▶ [Document excerpt]
★ ★ ★ ★ ★

The Reloading Press is an at-least-weekly feature here on Gaming Ballistic for 2016. Each week it looks at some interesting real-world cartridges and presents them with hopefully-useful information in GURPS Format.
The projectile and cartridge are of unusual construction, and many questionable design choices were made in the design and construction of the projectile. This is not unique to the M309 – controversies over ammunition choices have been part-and-parcel of military procurement since the 20th century, if not since the creation of the minie ball.
The basic inputs will be driven from the standard load: the steel-jacketed, 210-grain explosive projectile that is the standard issue to the marines.
Ballistic’s Calculator Inputs
Basic inputs for the calculator are as follows, selecting 247mm as the test barrel length, as this was the basis against which all future designs are compared.

★ ★ ★ ★ ★

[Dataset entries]

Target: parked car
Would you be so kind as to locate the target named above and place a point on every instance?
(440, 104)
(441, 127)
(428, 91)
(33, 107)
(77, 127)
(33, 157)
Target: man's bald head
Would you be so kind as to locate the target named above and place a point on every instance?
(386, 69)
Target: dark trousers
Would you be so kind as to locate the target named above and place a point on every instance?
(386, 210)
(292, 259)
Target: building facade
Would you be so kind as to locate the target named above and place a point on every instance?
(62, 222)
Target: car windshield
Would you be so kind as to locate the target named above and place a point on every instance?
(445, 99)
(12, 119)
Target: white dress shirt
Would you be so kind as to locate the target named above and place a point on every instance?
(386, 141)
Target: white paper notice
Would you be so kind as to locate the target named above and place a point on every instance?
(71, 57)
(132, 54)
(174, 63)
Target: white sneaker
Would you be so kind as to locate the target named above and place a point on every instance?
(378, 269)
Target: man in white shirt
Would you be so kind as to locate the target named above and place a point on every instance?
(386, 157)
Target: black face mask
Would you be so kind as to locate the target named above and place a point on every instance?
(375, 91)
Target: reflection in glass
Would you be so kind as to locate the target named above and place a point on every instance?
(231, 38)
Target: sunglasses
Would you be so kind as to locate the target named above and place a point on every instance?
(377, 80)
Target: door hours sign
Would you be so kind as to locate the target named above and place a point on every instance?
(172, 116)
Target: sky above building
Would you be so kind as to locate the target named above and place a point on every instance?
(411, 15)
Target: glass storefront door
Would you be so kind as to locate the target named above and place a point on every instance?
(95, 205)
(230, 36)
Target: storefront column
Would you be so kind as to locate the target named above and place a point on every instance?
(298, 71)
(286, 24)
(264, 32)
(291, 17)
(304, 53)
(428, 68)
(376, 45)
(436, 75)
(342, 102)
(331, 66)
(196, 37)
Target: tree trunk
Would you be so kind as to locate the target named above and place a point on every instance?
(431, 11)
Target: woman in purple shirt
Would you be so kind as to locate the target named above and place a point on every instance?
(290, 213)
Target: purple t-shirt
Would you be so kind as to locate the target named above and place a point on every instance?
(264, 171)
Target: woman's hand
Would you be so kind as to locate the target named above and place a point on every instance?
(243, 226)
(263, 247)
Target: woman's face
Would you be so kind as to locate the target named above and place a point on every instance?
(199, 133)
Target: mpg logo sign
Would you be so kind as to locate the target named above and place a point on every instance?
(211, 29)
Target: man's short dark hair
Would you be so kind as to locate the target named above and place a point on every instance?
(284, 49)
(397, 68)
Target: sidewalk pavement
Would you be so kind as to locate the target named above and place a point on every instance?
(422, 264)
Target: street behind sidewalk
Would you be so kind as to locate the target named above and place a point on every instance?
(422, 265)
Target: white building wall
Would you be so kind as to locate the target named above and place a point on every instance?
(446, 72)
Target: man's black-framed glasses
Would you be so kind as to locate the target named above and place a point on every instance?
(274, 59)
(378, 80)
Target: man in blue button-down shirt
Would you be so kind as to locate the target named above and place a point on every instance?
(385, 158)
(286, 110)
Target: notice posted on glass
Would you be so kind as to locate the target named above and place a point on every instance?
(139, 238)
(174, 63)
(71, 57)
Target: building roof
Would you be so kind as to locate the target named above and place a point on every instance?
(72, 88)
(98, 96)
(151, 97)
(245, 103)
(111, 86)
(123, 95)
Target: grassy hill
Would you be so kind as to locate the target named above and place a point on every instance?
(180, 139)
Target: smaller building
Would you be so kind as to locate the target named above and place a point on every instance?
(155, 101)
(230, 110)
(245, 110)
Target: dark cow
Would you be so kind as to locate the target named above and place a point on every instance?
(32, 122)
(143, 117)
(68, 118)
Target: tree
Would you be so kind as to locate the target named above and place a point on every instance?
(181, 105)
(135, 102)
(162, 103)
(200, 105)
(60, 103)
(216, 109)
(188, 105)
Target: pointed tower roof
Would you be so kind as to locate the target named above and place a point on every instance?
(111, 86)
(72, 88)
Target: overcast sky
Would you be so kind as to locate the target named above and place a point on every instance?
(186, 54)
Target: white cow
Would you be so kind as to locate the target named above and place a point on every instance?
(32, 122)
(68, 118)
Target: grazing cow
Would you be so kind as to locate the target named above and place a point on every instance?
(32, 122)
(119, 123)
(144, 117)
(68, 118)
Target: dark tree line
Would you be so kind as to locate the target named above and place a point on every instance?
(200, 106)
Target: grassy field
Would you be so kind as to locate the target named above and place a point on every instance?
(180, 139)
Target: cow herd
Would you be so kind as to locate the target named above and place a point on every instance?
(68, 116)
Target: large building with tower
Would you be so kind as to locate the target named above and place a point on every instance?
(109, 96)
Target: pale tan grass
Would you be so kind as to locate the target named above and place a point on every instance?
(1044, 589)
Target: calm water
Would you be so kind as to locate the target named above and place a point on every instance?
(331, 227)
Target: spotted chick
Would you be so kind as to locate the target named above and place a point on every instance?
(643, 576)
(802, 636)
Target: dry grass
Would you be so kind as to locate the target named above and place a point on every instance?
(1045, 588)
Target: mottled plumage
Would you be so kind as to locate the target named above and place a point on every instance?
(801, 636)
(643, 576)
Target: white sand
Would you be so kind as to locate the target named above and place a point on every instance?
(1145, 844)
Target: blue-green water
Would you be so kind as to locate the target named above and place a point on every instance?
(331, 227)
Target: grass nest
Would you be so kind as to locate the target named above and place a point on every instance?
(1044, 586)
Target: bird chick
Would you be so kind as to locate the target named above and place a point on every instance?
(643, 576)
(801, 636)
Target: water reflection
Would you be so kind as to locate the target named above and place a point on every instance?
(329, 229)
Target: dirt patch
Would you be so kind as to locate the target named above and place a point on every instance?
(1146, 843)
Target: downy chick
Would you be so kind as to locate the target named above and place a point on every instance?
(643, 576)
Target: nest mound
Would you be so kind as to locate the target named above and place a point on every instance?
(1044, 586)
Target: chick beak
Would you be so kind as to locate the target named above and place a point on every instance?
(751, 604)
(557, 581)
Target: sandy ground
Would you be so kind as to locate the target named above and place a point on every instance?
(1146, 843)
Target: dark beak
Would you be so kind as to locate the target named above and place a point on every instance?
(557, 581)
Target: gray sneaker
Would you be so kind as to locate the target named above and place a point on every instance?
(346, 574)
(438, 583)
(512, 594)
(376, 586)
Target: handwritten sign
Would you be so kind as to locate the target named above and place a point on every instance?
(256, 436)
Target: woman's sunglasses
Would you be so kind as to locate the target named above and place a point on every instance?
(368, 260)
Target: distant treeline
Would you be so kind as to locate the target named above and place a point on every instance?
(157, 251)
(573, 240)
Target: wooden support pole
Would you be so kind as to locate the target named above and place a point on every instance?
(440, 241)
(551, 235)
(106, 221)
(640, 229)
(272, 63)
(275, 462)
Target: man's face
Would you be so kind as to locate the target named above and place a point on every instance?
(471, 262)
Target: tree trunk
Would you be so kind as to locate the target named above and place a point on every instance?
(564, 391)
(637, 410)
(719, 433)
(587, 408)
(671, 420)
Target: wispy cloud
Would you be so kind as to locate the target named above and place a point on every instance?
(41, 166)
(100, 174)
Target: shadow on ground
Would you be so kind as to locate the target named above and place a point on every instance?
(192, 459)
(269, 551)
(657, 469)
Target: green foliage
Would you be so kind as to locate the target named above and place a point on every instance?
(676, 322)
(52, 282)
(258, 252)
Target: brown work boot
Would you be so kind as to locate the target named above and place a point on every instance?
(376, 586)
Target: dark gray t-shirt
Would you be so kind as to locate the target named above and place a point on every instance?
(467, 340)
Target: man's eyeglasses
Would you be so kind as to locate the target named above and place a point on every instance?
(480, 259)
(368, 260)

★ ★ ★ ★ ★

Update the part of the Reloading Press text that opens with "The Reloading Press" and closes with "to the marines.", putting "bullet" wherever "projectile" stands.

The Reloading Press is an at-least-weekly feature here on Gaming Ballistic for 2016. Each week it looks at some interesting real-world cartridges and presents them with hopefully-useful information in GURPS Format.
The bullet and cartridge are of unusual construction, and many questionable design choices were made in the design and construction of the bullet. This is not unique to the M309 – controversies over ammunition choices have been part-and-parcel of military procurement since the 20th century, if not since the creation of the minie ball.
The basic inputs will be driven from the standard load: the steel-jacketed, 210-grain explosive bullet that is the standard issue to the marines.